* START *

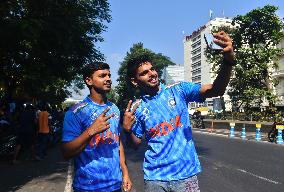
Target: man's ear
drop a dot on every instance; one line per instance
(88, 81)
(134, 82)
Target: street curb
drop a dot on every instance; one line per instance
(224, 134)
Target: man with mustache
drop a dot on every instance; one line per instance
(171, 162)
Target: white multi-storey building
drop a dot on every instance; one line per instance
(173, 73)
(197, 69)
(279, 74)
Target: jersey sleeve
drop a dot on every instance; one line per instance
(191, 92)
(71, 127)
(137, 129)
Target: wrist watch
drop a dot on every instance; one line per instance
(91, 131)
(230, 63)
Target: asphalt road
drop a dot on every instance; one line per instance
(229, 165)
(233, 165)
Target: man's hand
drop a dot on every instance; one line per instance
(100, 124)
(129, 117)
(222, 39)
(126, 183)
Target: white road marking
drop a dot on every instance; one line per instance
(259, 177)
(68, 186)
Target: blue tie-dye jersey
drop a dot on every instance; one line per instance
(97, 168)
(164, 119)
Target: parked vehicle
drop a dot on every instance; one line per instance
(197, 120)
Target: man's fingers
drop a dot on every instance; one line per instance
(105, 111)
(134, 108)
(109, 116)
(128, 106)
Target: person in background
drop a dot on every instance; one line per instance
(44, 129)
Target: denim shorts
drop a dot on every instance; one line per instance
(185, 185)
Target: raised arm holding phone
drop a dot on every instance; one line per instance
(161, 116)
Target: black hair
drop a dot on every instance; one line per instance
(89, 69)
(136, 60)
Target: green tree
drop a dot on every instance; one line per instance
(45, 43)
(124, 90)
(255, 36)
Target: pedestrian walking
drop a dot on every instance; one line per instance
(44, 129)
(171, 162)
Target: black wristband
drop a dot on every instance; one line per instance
(230, 63)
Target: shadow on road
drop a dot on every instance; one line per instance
(53, 169)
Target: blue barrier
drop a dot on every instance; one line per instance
(232, 130)
(243, 134)
(279, 136)
(258, 132)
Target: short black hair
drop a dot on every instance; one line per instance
(136, 61)
(90, 68)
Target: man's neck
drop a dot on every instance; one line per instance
(99, 98)
(153, 91)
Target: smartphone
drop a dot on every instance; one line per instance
(210, 43)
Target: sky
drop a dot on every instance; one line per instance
(162, 24)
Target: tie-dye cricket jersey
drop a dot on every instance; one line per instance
(97, 168)
(164, 119)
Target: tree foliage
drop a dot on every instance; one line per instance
(255, 36)
(124, 90)
(45, 43)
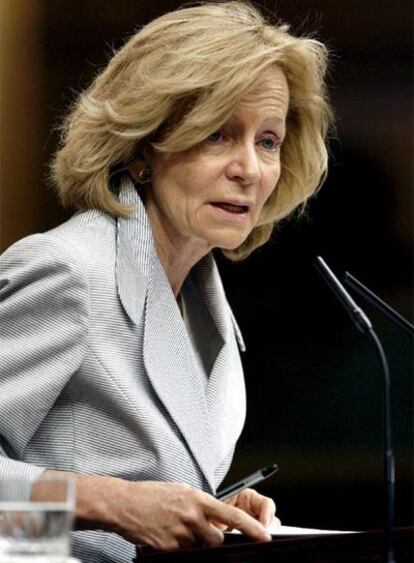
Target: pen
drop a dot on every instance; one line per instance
(248, 481)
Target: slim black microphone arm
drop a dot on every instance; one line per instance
(363, 323)
(370, 296)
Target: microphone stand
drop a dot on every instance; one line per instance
(363, 324)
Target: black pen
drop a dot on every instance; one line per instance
(248, 481)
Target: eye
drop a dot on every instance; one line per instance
(214, 137)
(270, 143)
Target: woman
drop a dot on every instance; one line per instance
(120, 356)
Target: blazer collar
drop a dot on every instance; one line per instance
(202, 415)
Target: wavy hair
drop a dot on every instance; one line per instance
(176, 81)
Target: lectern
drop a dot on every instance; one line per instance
(345, 548)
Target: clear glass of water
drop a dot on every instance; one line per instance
(35, 520)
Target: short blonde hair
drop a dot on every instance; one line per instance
(176, 81)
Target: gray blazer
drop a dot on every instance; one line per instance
(98, 374)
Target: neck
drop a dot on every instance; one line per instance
(177, 254)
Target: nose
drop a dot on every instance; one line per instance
(244, 165)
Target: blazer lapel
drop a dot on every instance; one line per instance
(226, 399)
(145, 292)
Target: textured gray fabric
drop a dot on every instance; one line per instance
(98, 374)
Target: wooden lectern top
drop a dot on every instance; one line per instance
(344, 548)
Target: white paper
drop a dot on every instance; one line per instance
(277, 530)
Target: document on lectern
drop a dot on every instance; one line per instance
(278, 530)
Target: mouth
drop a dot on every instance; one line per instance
(234, 208)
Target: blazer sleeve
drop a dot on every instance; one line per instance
(44, 311)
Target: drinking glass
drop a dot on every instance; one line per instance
(35, 520)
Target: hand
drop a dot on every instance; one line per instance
(260, 507)
(173, 515)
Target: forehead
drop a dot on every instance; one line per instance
(269, 92)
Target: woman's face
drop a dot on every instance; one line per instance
(211, 195)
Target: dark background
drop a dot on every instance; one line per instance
(313, 381)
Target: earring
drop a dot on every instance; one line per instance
(144, 177)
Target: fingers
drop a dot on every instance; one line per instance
(234, 517)
(261, 507)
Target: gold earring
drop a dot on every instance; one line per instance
(144, 177)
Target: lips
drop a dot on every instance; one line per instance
(231, 207)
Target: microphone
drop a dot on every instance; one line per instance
(357, 315)
(370, 296)
(363, 323)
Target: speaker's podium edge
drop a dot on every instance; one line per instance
(341, 548)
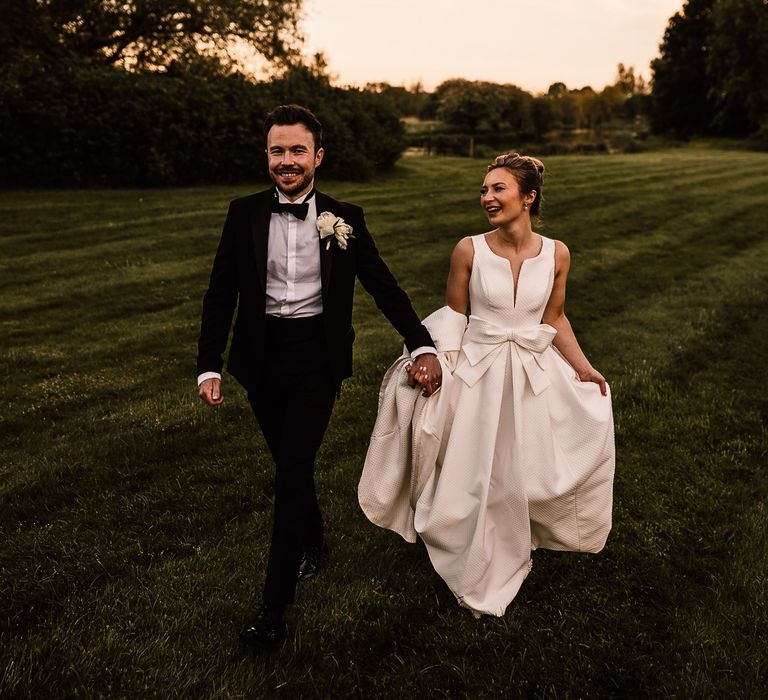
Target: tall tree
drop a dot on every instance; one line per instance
(737, 65)
(681, 89)
(154, 34)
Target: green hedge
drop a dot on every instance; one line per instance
(87, 126)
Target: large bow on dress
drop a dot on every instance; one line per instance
(485, 341)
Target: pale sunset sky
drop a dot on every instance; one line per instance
(530, 43)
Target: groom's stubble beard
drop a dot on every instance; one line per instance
(293, 188)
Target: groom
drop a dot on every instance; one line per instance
(292, 340)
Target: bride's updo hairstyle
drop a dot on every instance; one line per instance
(527, 171)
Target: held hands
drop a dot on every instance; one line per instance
(210, 392)
(592, 375)
(425, 371)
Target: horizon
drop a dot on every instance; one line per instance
(357, 41)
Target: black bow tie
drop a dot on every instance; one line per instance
(298, 210)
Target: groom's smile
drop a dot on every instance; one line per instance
(292, 156)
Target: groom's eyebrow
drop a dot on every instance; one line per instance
(295, 147)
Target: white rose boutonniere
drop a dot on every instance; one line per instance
(331, 226)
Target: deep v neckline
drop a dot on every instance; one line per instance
(515, 282)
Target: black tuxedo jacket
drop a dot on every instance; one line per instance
(239, 279)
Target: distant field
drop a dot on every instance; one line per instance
(134, 521)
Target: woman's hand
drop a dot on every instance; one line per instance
(426, 371)
(592, 375)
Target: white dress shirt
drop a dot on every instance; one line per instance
(294, 288)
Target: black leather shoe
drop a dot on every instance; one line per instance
(267, 630)
(312, 560)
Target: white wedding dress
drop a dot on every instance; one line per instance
(513, 453)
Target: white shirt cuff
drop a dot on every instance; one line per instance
(207, 375)
(424, 350)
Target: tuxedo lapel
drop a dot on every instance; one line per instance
(325, 203)
(260, 231)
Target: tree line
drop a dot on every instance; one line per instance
(94, 92)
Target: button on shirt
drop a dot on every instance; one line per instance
(294, 288)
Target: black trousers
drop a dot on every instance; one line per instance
(293, 404)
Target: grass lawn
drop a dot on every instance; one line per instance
(134, 521)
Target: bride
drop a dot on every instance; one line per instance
(515, 451)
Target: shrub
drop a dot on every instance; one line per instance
(99, 126)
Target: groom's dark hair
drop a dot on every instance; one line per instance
(285, 115)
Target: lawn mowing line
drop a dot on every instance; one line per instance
(605, 289)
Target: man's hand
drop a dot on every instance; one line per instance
(427, 372)
(210, 392)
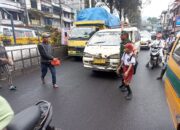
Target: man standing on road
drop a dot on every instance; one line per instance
(4, 62)
(124, 41)
(45, 51)
(127, 62)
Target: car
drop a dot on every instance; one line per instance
(102, 52)
(145, 41)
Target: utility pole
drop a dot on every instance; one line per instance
(60, 14)
(90, 3)
(12, 23)
(26, 13)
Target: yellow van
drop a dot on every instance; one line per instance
(23, 35)
(172, 84)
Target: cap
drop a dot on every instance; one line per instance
(129, 46)
(124, 33)
(159, 35)
(45, 35)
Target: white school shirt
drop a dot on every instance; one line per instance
(126, 59)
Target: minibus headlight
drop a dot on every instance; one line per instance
(87, 55)
(115, 56)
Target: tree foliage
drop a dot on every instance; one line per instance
(132, 9)
(152, 20)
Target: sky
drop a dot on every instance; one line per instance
(155, 8)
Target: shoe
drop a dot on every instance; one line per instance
(12, 87)
(123, 89)
(43, 81)
(128, 96)
(121, 86)
(55, 86)
(159, 78)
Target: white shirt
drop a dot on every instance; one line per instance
(126, 59)
(159, 43)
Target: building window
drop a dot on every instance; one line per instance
(45, 9)
(34, 4)
(14, 14)
(47, 21)
(56, 10)
(176, 53)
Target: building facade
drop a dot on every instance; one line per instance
(49, 12)
(15, 8)
(38, 13)
(170, 19)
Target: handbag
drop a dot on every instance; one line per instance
(56, 62)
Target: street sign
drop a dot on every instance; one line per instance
(178, 21)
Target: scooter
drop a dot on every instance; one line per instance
(155, 58)
(36, 117)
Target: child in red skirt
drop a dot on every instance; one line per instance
(127, 62)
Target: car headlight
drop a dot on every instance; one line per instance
(115, 56)
(87, 55)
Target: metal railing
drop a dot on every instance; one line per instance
(24, 58)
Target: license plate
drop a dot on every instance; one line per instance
(99, 61)
(72, 52)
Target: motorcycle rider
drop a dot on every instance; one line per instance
(6, 113)
(159, 42)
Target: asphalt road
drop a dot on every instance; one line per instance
(92, 101)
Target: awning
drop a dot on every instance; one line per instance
(9, 7)
(67, 9)
(67, 20)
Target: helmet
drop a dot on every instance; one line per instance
(159, 35)
(45, 35)
(56, 62)
(129, 46)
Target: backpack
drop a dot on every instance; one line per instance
(134, 66)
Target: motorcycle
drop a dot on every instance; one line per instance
(36, 117)
(155, 58)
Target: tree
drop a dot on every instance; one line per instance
(132, 9)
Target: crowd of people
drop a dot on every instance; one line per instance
(126, 68)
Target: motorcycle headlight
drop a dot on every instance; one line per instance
(87, 55)
(115, 56)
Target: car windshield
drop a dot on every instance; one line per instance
(106, 38)
(145, 36)
(81, 33)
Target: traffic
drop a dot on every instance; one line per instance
(102, 65)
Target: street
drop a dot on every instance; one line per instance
(92, 101)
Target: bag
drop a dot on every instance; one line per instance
(134, 66)
(56, 62)
(5, 61)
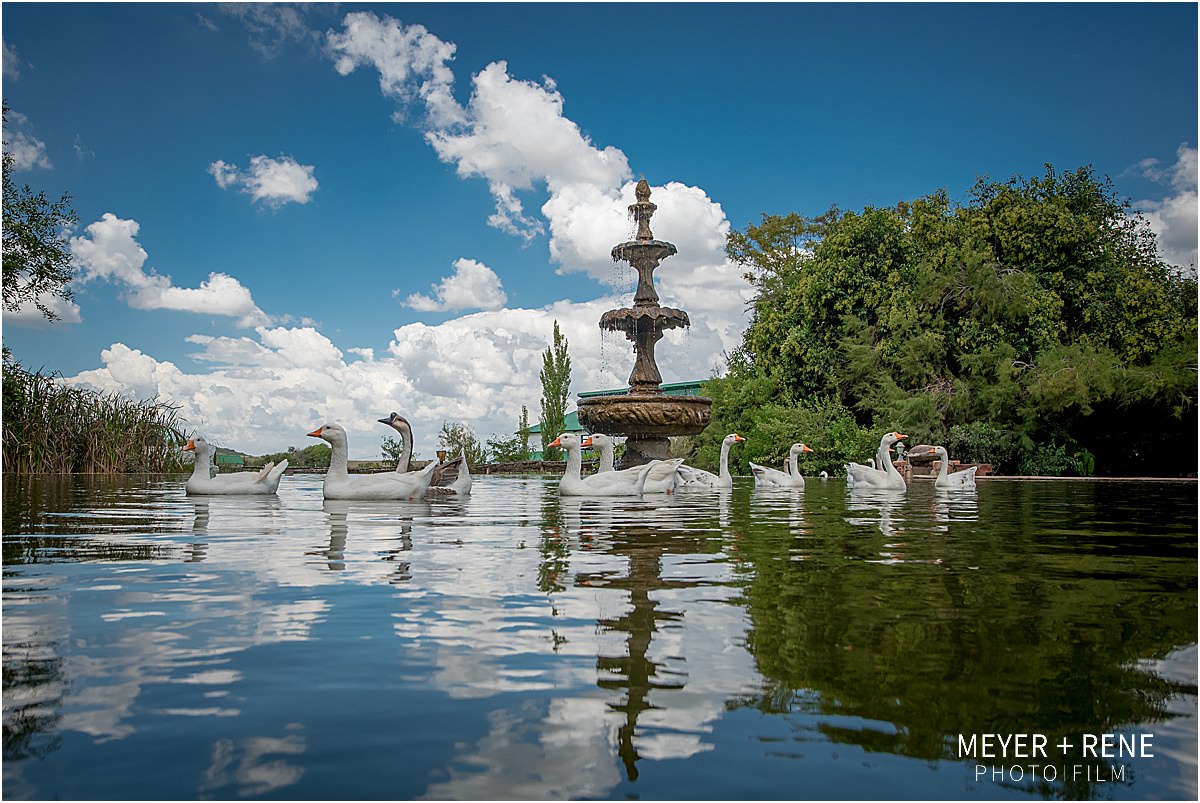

* END *

From the listing above, copy out every line that contains the word "green". Case counts.

Target: green tree
Target: green hedge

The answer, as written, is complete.